-- start Excerpted text --
# Provision and Run with Docker

Provisioning and deploying using Docker containers could be a convenient way to ensure a uniform OS and software environment across client and server systems. Docker deployment can be used as an alternative to the bare-metal deployment described during the sections before.

Before starting, make sure you have Docker installed and set up on all participants' system (server and clients).

> **Note**: you will need to install a supported container runtime and the [NVIDIA Container Toolkit](https://docs.nvidia.com/datacenter/cloud-native/container-toolkit/latest/install-guide.html) to enable support for GPUs.

In this notebook, we will walk you through the following items for containerized provision and deployment:
- Building a Docker image
- Provision a project with the Docker image
- Starting the server, clients and admin


# Build a Docker Image

Before starting a containerized provision and deployment, we must build a Docker image with NVIDIA FLARE and other runtime dependencies installed for the project. You have the flexibility to create a Dockerfile however you want, as long as all the dependencies are included in the image. But here is an [example Dockerfile](code/Dockerfile) that you can use:

In [None]:
!cat code/Dockerfile

Note that this Dockerfile uses the [NGC `pytorch:24.07-py3` base image](https://catalog.ngc.nvidia.com/orgs/nvidia/containers/pytorch), clones the NVIDIA FLARE repository and installs the latest version of FLARE. 

> **Note**: you can customize the base image and the specific version of NVIDIA FLARE to be installed based on the requirements of the project. But be careful: it's recommended to use the same FLARE version for provisioning the project and for building the Docker image. Otherwise, runtime errors might occur.



Run the following command to build a Docker image for our provision and deployment later. You can use any name for the image, here we are using the name `nvflare-pt-docker`.
-- end Excerpted text --
-- start Given entries --
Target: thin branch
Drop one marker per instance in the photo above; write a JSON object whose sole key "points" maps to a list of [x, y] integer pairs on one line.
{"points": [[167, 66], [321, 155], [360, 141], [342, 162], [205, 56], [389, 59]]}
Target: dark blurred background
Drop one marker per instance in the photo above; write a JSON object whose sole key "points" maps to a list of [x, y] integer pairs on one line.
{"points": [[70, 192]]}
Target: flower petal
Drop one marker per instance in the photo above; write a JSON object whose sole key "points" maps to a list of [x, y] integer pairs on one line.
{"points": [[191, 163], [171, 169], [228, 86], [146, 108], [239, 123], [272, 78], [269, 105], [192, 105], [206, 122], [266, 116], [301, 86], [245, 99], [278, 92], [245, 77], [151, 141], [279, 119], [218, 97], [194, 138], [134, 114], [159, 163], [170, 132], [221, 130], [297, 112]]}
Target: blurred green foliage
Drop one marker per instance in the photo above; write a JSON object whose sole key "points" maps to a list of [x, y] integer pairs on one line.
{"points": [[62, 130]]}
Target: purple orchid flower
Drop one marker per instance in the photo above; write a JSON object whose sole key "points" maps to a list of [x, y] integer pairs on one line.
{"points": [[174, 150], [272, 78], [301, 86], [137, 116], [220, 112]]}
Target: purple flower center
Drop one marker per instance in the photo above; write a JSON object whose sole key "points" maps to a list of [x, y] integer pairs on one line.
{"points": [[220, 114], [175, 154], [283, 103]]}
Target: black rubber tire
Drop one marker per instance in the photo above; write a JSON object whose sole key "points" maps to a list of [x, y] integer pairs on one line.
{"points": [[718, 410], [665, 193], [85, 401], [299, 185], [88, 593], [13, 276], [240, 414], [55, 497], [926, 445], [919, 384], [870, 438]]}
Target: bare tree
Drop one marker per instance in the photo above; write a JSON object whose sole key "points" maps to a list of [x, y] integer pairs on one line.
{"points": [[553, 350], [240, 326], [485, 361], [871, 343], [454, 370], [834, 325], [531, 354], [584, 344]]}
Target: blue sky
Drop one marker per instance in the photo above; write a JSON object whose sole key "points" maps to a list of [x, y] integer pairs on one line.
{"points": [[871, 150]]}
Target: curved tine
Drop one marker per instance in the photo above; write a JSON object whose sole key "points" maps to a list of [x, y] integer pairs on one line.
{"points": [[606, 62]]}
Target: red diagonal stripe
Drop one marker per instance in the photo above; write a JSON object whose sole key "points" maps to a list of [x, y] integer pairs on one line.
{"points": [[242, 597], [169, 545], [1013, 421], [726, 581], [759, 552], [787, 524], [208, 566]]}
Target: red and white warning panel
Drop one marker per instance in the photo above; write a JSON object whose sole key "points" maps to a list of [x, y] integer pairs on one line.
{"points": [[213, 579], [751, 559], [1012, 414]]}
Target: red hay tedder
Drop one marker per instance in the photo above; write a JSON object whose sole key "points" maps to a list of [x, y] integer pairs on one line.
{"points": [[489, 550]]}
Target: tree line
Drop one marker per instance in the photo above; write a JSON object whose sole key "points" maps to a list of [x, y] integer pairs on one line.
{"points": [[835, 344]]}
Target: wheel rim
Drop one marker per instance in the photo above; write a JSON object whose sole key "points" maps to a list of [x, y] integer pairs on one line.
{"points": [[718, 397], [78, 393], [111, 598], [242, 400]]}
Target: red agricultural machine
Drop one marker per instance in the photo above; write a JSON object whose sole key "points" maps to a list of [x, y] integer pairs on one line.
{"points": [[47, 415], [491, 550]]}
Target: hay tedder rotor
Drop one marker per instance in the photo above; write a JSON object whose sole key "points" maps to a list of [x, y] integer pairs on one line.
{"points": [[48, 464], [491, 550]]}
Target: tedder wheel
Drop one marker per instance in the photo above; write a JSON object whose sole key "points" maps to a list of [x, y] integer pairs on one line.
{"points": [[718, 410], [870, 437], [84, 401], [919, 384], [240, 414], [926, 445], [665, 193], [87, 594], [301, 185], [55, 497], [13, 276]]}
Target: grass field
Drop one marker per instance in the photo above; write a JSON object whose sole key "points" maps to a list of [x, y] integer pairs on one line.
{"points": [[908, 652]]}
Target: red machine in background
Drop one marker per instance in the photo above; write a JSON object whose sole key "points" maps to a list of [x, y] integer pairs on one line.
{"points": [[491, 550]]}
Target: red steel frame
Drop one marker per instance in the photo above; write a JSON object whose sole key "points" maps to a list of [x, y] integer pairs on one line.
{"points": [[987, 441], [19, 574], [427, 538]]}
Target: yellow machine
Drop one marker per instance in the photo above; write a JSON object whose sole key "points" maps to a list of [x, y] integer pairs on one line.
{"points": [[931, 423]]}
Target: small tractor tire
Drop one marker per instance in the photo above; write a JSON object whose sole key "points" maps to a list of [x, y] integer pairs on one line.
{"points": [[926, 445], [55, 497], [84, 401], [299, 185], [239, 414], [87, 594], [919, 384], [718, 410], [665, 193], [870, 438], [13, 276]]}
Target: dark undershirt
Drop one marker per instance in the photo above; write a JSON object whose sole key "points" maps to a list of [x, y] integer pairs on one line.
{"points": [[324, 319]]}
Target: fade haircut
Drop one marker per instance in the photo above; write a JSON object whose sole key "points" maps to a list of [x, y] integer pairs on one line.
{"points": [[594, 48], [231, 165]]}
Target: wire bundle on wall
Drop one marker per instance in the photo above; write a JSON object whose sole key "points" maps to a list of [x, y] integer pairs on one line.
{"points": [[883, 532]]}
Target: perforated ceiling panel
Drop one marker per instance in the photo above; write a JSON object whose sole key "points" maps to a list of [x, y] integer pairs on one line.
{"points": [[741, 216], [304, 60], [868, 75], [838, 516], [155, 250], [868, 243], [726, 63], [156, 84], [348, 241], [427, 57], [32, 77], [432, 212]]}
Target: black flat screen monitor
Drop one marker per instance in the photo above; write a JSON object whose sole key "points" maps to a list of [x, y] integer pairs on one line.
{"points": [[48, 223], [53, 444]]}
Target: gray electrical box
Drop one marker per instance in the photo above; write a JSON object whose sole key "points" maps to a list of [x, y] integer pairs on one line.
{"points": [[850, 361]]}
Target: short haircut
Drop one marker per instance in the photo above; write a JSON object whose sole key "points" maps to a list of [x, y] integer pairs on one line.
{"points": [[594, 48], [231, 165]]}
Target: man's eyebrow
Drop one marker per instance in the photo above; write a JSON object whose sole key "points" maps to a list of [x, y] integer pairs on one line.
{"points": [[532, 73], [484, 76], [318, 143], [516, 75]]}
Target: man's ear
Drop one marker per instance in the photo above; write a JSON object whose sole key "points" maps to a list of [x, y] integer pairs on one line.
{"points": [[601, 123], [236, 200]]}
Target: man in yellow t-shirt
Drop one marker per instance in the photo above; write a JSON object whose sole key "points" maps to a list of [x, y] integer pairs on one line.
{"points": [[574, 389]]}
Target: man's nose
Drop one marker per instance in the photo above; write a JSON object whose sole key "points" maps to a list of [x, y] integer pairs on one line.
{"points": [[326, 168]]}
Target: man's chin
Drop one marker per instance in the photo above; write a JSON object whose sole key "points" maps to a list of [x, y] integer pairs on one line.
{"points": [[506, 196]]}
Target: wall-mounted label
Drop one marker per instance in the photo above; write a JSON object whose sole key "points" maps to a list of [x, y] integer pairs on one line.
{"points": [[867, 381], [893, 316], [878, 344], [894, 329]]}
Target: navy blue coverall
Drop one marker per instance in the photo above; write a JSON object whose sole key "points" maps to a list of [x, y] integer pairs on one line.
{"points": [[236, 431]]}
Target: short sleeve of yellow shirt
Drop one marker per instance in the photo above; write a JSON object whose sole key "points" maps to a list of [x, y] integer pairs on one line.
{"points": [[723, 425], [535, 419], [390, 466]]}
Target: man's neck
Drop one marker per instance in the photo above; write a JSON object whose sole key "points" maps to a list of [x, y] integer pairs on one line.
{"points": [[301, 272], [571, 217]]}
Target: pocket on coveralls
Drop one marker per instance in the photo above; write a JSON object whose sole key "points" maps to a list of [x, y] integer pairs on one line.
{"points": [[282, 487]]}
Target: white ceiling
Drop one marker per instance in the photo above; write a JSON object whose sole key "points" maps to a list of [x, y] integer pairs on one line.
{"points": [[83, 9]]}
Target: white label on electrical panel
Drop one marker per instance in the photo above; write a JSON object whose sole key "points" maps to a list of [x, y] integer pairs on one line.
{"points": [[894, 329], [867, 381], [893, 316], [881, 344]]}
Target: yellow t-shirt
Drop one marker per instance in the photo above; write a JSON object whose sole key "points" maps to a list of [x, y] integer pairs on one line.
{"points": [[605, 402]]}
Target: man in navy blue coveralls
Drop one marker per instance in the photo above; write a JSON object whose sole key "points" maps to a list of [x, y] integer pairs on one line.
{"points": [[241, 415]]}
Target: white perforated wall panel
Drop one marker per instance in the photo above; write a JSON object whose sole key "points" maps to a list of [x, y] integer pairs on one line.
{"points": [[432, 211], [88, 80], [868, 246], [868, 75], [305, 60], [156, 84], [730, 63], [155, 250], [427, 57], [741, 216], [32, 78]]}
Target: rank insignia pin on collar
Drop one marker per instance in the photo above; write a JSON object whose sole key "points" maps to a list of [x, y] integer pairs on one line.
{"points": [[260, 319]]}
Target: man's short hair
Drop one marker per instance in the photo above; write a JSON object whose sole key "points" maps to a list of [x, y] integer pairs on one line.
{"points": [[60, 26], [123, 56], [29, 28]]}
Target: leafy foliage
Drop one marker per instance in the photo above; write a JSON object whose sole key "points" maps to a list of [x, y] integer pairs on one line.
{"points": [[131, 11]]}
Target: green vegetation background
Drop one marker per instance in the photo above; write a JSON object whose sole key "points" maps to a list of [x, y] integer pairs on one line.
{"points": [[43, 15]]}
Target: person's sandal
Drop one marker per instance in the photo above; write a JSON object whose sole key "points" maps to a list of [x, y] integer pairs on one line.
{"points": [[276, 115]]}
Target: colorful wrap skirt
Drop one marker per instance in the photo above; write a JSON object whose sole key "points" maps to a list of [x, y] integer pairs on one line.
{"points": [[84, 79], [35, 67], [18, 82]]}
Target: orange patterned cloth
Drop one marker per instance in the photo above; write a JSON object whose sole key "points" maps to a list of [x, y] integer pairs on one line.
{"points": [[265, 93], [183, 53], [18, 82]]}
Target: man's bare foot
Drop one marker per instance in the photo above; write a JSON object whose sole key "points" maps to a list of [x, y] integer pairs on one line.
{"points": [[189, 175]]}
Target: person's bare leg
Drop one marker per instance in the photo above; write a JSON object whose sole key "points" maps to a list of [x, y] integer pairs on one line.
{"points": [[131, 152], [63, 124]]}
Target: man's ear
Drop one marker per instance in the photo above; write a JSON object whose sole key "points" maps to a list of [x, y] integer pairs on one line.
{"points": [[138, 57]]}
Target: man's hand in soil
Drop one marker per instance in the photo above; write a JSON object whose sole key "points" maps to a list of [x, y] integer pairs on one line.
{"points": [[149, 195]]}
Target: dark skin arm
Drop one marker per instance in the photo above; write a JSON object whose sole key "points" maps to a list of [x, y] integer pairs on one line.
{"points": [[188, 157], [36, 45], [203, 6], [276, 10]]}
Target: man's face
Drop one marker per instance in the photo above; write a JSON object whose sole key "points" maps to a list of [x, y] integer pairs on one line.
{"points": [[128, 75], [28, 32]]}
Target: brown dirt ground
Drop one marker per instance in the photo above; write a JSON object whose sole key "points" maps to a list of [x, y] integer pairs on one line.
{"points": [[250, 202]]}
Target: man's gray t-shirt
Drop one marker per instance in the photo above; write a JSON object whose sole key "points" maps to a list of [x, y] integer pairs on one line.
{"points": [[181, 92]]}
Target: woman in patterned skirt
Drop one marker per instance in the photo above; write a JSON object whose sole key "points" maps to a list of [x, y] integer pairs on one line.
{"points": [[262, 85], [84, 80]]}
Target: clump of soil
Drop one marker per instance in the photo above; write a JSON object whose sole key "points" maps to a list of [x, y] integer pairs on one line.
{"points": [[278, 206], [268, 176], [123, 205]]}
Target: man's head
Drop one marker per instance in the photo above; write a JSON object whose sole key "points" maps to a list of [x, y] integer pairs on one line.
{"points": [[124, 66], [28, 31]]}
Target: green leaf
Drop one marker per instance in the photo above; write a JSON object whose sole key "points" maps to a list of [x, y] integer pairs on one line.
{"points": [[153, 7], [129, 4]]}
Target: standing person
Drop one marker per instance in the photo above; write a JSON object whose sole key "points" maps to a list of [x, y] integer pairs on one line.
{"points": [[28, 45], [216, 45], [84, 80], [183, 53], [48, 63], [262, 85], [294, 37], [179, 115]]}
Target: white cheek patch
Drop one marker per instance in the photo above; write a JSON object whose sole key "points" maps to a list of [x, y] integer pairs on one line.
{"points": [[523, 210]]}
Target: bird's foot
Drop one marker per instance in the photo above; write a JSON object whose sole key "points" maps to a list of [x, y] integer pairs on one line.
-- end Given entries --
To be done:
(1) In the Docker deployment guide, which base image does the example Dockerfile use?
(2) According to the Docker deployment guide, why should the same NVIDIA FLARE version be used for provisioning the project and for building the Docker image? Answer in one to three sentences.
(3) Carry on with the Docker deployment guide from the point where it stops.

Expected outputs:
(1) The NGC `pytorch:24.07-py3` base image.

(2) The guide recommends matching the FLARE version used for provisioning with the one installed in the Docker image because runtime errors might occur otherwise.

(3)
> **Note**: it's recommended to run the command in a separate terminal instead of inside this notebook, because the output in the notebook might keep appending to track the status of the docker build command, and may use too much memory.


In [None]:
!docker build -t nvflare-pt-docker . -f code/Dockerfile

Once the build is complete, you can verify that the Docker image has been built with:

In [None]:
!docker images | grep nvflare-pt-docker

> **Note**: the same Docker image needs to be built on the system of every participant that intends to start using Docker.  

# Provisioning a Project with the Docker Image

To provision a project with the Docker image, we need to perform the same steps as described previously in [Provision Using `nvflare provision` CLI](../04.1_provision_via_cli/provision_via_cli.ipynb). The only modification needed is to make sure that the server and clients can use the docker image `nvflare-pt-docker` when they start. This can be done by modifying the project configuration file.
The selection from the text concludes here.